**WHAT THE TASK ASKS**
Can you sum up the passage on the OMOP CDM standardized tables in two sentences?

**GIVEN PASSAGE**
====================
SNOMED code for Pulmonary Tuberculosis

Figure 5.2: SNOMED code for Pulmonary Tuberculosis

An example of how this relationship is depicted in the tables is shown in Table 5.4.

5.3 OMOP CDM Standardized Tables

The OMOP CDM contains 16 Clinical data tables, 10 Vocabulary tables, 2 Metadata tables, 4 Health System data tables, 2 Health Economics data tables, 3 standardized derived elements, and 2 results schema tables. These tables are fully specified in the CDM Wiki: https://github.com/OHDSI/CommonDataModel/wiki.

To illustrate how these tables are used in practice the data of one person will be used as a common thread throughout the rest of the chapter. While part of the CDM the Vocabulary tables are not covered here, rather, they are detailed in depth in Chapter 6.
====================
**SUPPLIED DATA**
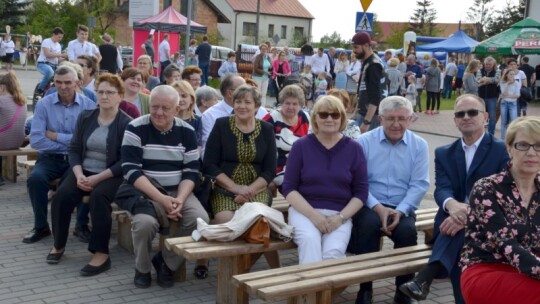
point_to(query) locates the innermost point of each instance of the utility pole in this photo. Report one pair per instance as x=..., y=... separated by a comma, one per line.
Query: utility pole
x=257, y=22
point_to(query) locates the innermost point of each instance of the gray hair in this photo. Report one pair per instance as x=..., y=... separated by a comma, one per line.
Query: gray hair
x=206, y=93
x=64, y=70
x=393, y=103
x=166, y=91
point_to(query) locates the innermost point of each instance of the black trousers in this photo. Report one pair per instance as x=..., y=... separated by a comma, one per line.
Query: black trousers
x=68, y=196
x=366, y=235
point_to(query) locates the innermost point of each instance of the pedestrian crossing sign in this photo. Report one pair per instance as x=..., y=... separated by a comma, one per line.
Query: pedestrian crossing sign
x=364, y=22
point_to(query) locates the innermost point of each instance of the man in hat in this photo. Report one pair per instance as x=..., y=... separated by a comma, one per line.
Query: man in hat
x=111, y=60
x=371, y=84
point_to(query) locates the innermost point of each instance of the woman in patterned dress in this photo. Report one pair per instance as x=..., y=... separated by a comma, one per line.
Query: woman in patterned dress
x=501, y=255
x=241, y=154
x=290, y=123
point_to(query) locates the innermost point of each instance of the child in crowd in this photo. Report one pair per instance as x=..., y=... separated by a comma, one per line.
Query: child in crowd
x=411, y=92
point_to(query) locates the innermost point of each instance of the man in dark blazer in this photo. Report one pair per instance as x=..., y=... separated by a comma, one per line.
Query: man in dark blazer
x=457, y=167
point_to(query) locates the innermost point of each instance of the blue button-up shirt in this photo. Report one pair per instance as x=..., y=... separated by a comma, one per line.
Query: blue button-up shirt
x=398, y=174
x=51, y=114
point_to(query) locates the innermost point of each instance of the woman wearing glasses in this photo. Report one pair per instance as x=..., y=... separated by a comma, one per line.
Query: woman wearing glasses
x=502, y=237
x=94, y=157
x=324, y=197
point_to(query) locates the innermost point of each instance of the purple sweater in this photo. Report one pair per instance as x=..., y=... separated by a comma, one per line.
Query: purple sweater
x=327, y=179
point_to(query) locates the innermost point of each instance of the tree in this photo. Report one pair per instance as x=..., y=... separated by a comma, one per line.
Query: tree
x=395, y=40
x=12, y=13
x=479, y=15
x=43, y=16
x=334, y=40
x=423, y=19
x=504, y=18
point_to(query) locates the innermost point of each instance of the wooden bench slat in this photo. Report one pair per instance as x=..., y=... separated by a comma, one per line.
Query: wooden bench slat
x=342, y=268
x=330, y=263
x=283, y=291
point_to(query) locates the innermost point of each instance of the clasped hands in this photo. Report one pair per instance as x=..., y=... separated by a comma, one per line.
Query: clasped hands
x=326, y=224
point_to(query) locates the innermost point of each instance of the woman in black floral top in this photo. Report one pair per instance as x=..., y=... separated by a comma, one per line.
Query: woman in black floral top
x=501, y=256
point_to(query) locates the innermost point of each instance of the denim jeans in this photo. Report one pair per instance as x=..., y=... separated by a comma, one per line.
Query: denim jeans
x=204, y=67
x=46, y=169
x=48, y=73
x=508, y=114
x=491, y=108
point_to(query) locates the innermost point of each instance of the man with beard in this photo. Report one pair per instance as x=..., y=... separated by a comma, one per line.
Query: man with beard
x=371, y=84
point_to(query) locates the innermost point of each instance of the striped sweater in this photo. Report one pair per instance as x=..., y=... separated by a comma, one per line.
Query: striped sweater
x=168, y=157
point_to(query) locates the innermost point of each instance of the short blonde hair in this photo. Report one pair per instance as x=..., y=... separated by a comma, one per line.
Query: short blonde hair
x=529, y=125
x=329, y=103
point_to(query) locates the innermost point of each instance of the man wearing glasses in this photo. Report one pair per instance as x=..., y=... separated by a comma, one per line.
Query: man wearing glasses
x=457, y=167
x=398, y=177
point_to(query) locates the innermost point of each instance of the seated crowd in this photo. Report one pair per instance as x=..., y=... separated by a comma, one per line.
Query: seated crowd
x=145, y=145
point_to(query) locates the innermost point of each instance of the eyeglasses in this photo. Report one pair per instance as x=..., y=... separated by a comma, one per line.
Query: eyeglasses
x=107, y=93
x=470, y=113
x=324, y=115
x=400, y=120
x=523, y=146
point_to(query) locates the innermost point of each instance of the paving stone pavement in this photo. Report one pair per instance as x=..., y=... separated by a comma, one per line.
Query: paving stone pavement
x=25, y=277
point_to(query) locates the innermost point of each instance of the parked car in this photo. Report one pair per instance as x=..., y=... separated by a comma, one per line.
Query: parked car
x=219, y=54
x=126, y=53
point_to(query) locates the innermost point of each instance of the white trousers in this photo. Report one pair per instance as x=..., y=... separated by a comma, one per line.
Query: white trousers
x=313, y=246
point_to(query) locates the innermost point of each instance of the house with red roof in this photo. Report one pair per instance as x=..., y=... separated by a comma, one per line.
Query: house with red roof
x=279, y=21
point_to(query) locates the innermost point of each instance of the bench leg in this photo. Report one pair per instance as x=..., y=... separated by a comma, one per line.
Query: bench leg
x=227, y=267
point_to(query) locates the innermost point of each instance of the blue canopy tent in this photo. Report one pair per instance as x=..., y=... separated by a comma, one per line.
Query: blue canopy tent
x=459, y=42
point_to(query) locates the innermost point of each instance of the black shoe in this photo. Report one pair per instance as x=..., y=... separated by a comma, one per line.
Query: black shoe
x=36, y=234
x=401, y=298
x=364, y=297
x=164, y=274
x=201, y=272
x=416, y=290
x=142, y=280
x=89, y=270
x=83, y=233
x=54, y=258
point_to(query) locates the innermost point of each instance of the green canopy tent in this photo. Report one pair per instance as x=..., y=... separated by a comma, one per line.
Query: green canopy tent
x=521, y=38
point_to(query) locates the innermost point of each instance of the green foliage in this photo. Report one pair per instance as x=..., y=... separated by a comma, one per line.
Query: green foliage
x=504, y=18
x=423, y=19
x=479, y=15
x=43, y=16
x=12, y=13
x=334, y=40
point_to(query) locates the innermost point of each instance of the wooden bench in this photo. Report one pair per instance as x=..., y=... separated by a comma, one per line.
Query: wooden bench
x=236, y=257
x=319, y=282
x=9, y=161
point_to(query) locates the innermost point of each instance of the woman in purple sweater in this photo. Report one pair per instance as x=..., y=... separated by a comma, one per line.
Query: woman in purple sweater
x=325, y=183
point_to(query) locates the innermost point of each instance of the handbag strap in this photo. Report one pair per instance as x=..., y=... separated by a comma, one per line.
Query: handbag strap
x=13, y=120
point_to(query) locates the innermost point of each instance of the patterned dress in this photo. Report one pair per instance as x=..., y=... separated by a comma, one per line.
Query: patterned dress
x=245, y=159
x=500, y=229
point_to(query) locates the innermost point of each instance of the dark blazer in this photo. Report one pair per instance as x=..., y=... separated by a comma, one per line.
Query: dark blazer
x=451, y=178
x=86, y=124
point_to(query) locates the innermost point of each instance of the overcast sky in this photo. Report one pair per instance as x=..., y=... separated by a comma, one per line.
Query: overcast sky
x=340, y=15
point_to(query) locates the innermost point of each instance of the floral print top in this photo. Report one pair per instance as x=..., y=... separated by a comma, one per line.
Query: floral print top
x=500, y=229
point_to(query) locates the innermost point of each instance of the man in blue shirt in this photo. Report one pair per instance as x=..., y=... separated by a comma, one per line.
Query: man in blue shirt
x=398, y=177
x=54, y=120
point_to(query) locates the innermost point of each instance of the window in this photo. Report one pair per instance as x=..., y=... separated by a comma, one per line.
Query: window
x=283, y=32
x=248, y=29
x=298, y=31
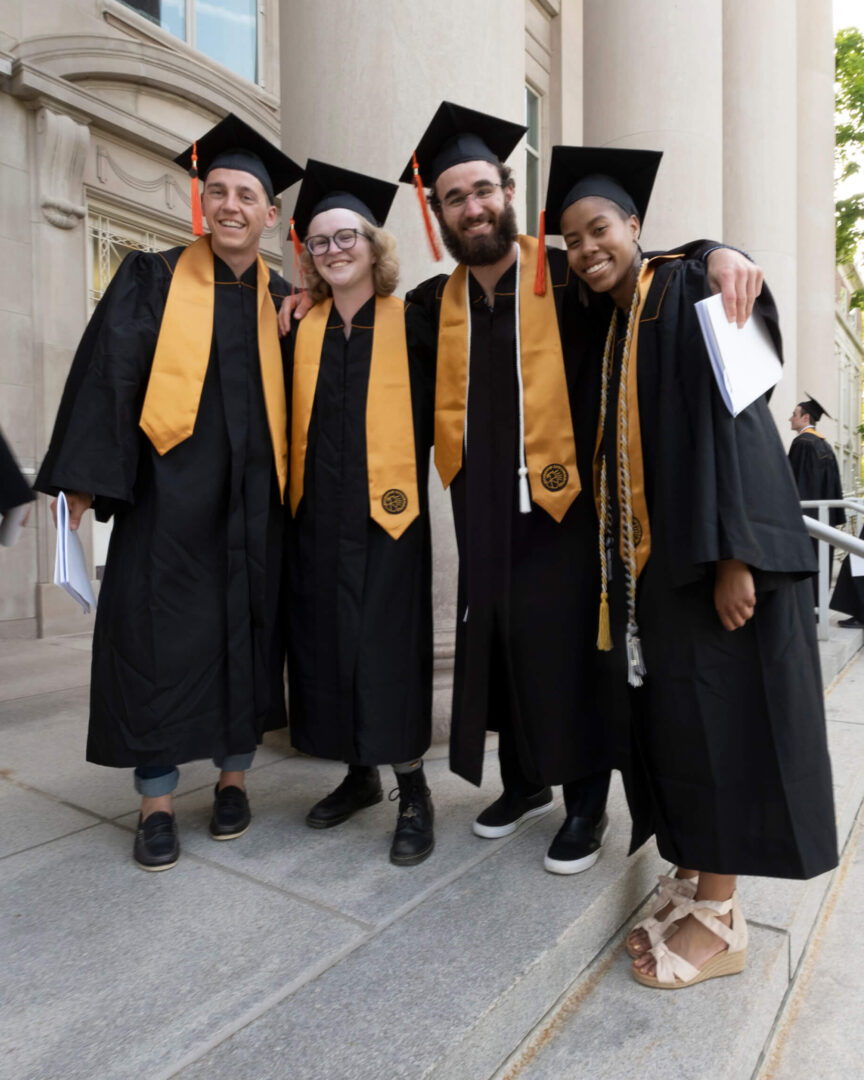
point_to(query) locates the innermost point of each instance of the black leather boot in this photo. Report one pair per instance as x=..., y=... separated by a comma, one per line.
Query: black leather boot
x=361, y=787
x=414, y=839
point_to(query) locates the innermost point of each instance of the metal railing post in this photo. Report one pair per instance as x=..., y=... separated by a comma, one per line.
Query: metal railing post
x=824, y=579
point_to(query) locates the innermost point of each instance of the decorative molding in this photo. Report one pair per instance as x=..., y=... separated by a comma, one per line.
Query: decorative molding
x=53, y=66
x=62, y=151
x=166, y=181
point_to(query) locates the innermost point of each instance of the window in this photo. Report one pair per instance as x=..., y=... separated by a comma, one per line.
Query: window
x=226, y=30
x=532, y=160
x=111, y=241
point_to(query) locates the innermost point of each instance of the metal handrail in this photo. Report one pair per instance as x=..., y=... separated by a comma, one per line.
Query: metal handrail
x=829, y=537
x=856, y=504
x=834, y=536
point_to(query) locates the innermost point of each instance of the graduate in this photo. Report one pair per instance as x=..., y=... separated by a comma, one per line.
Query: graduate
x=704, y=618
x=815, y=470
x=848, y=595
x=359, y=553
x=173, y=422
x=813, y=461
x=515, y=414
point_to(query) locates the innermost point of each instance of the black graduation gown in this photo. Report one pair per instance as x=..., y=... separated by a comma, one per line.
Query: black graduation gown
x=524, y=646
x=186, y=659
x=14, y=489
x=848, y=595
x=360, y=603
x=817, y=473
x=725, y=747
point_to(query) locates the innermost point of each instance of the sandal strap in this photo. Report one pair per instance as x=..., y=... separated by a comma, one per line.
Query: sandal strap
x=672, y=890
x=669, y=964
x=706, y=912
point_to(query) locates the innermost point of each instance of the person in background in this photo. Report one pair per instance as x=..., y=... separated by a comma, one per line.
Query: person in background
x=815, y=469
x=173, y=421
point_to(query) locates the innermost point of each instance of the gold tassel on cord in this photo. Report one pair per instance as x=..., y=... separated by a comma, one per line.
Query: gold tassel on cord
x=604, y=634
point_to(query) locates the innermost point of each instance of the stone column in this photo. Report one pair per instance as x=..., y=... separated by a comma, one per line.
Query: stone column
x=760, y=158
x=653, y=80
x=817, y=368
x=59, y=149
x=18, y=564
x=359, y=92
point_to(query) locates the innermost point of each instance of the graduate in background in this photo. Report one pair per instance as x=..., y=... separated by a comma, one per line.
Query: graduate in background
x=815, y=469
x=359, y=553
x=174, y=422
x=848, y=595
x=704, y=620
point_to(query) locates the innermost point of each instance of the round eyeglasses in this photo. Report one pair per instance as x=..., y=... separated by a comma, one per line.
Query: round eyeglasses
x=345, y=240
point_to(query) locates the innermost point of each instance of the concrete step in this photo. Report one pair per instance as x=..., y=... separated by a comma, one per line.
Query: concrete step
x=305, y=955
x=606, y=1025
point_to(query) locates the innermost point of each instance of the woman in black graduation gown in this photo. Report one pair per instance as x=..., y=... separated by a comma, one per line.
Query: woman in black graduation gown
x=704, y=607
x=359, y=553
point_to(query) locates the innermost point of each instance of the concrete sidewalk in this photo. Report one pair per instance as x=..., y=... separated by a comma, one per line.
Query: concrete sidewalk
x=305, y=955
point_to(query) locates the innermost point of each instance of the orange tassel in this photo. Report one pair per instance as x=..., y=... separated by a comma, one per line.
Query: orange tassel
x=298, y=270
x=430, y=231
x=198, y=221
x=540, y=278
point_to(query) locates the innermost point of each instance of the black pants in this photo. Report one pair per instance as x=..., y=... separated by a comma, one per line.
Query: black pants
x=582, y=798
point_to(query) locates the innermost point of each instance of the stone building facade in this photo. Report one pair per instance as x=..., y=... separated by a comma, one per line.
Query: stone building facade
x=97, y=95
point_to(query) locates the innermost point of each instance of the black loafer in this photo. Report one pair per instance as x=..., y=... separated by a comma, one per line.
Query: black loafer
x=157, y=847
x=414, y=837
x=577, y=846
x=230, y=813
x=509, y=811
x=361, y=787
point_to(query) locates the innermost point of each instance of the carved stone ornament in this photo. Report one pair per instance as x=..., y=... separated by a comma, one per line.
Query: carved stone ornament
x=62, y=151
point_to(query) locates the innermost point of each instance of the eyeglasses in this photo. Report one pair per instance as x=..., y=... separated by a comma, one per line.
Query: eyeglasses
x=482, y=192
x=345, y=240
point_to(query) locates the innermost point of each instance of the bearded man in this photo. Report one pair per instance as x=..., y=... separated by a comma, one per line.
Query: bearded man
x=516, y=405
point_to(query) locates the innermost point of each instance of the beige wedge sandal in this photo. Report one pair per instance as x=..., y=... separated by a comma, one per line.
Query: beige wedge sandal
x=673, y=891
x=673, y=972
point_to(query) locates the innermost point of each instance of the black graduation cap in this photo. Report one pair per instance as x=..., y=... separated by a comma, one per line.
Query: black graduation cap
x=813, y=409
x=232, y=144
x=456, y=135
x=577, y=172
x=329, y=187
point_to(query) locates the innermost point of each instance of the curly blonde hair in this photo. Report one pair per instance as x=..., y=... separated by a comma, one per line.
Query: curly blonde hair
x=385, y=271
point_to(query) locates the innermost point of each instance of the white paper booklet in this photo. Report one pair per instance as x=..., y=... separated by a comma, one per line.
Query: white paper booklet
x=745, y=362
x=70, y=568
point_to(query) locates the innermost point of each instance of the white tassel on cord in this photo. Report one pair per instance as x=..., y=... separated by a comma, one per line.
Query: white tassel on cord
x=525, y=491
x=468, y=364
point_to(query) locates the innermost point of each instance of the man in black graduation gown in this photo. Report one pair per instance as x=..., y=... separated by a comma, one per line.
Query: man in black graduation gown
x=526, y=622
x=814, y=468
x=174, y=422
x=848, y=595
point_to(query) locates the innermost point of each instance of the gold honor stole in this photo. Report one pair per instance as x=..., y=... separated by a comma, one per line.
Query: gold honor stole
x=183, y=354
x=550, y=448
x=391, y=463
x=642, y=528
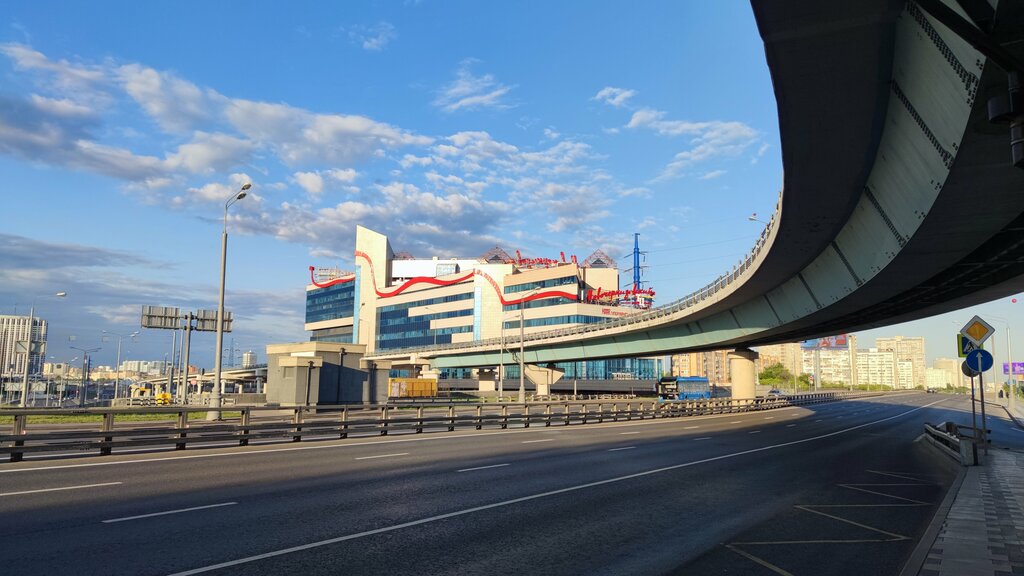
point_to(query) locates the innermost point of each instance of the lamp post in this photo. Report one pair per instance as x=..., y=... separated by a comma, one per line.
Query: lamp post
x=117, y=367
x=28, y=350
x=218, y=352
x=84, y=388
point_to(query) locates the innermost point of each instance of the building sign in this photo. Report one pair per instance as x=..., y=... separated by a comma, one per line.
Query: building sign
x=1018, y=368
x=829, y=342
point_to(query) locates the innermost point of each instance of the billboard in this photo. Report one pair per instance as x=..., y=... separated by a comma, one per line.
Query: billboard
x=828, y=342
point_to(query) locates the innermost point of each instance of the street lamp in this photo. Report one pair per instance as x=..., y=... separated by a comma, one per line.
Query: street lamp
x=28, y=350
x=84, y=388
x=117, y=368
x=215, y=396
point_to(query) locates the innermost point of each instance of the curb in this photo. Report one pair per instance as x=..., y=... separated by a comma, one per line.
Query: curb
x=920, y=553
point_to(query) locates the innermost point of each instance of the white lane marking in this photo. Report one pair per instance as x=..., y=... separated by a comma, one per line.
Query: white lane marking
x=57, y=489
x=504, y=503
x=481, y=467
x=382, y=456
x=126, y=519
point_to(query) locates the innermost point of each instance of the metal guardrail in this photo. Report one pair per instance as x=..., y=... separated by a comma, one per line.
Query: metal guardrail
x=340, y=421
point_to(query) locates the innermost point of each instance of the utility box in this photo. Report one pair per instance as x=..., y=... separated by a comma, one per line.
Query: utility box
x=323, y=373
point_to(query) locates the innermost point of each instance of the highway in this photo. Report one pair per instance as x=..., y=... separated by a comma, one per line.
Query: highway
x=840, y=488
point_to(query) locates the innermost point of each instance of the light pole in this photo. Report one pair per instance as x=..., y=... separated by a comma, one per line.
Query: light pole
x=117, y=367
x=218, y=352
x=28, y=350
x=84, y=388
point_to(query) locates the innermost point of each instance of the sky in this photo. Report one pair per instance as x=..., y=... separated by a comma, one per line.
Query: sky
x=452, y=127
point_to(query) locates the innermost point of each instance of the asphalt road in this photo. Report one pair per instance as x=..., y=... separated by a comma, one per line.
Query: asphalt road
x=840, y=488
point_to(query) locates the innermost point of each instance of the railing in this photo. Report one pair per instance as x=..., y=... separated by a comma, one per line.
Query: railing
x=680, y=304
x=341, y=421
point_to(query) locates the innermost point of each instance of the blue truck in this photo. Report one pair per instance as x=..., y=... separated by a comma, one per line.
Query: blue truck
x=683, y=387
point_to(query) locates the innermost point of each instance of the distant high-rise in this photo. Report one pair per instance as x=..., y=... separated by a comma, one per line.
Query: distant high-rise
x=909, y=350
x=14, y=329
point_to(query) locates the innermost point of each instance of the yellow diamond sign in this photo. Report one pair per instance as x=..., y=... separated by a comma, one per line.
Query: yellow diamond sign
x=977, y=330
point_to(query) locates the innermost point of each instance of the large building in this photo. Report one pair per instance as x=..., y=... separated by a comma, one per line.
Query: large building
x=14, y=329
x=910, y=350
x=398, y=301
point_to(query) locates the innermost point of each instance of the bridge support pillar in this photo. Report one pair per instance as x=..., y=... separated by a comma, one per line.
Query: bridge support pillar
x=543, y=377
x=486, y=379
x=743, y=373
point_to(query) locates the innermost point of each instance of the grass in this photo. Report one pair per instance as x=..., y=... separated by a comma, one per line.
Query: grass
x=134, y=417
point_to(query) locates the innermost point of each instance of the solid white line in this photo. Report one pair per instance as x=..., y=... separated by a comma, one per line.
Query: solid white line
x=503, y=503
x=481, y=467
x=56, y=489
x=382, y=456
x=169, y=512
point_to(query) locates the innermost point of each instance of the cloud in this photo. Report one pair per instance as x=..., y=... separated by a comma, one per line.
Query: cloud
x=469, y=92
x=709, y=139
x=614, y=96
x=175, y=105
x=373, y=38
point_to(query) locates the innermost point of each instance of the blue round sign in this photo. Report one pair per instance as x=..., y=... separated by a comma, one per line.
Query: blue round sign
x=979, y=360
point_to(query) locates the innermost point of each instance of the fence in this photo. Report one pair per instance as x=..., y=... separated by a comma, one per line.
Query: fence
x=269, y=423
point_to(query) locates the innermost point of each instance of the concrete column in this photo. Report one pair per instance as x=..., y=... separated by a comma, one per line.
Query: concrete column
x=743, y=373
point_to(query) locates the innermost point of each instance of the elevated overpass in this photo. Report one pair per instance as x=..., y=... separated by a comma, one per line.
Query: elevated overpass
x=900, y=197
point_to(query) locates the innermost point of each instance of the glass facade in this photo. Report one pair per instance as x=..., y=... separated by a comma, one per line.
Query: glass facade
x=397, y=329
x=556, y=321
x=331, y=302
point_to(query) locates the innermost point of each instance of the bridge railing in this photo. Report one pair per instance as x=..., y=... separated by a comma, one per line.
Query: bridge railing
x=688, y=301
x=166, y=426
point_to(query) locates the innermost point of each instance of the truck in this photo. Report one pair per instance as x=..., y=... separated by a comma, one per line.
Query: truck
x=683, y=387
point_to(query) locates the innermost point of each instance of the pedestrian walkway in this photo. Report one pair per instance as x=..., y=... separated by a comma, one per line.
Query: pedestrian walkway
x=983, y=534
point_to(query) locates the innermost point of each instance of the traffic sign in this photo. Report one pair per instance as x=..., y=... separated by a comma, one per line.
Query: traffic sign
x=980, y=360
x=968, y=371
x=964, y=345
x=977, y=330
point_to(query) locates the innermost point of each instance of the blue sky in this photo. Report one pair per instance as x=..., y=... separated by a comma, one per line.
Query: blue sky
x=450, y=126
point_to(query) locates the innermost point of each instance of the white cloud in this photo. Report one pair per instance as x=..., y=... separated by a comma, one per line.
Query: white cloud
x=373, y=38
x=175, y=105
x=468, y=91
x=312, y=182
x=614, y=96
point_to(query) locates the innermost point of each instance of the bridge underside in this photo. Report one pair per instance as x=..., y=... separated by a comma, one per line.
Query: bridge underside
x=900, y=198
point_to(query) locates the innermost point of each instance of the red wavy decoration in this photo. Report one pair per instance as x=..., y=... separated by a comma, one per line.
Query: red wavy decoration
x=436, y=282
x=331, y=283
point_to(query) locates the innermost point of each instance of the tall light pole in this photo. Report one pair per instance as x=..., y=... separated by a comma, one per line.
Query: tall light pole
x=117, y=367
x=218, y=352
x=28, y=350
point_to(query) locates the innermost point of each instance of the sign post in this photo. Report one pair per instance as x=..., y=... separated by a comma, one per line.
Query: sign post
x=980, y=361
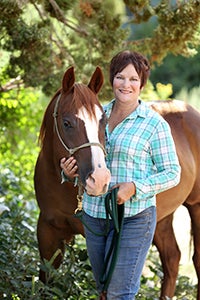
====================
**SOLUTION FOR THIS EXERCISE**
The OMOP CDM has 16 Clinical data tables, 10 Vocabulary tables, 2 Metadata tables, 4 Health System data tables, 2 Health Economics data tables, 3 standardized derived elements and 2 results schema tables, all fully specified in the CDM Wiki. The rest of the chapter follows one person's data to show how these tables are used in practice, while the Vocabulary tables are covered in depth in Chapter 6.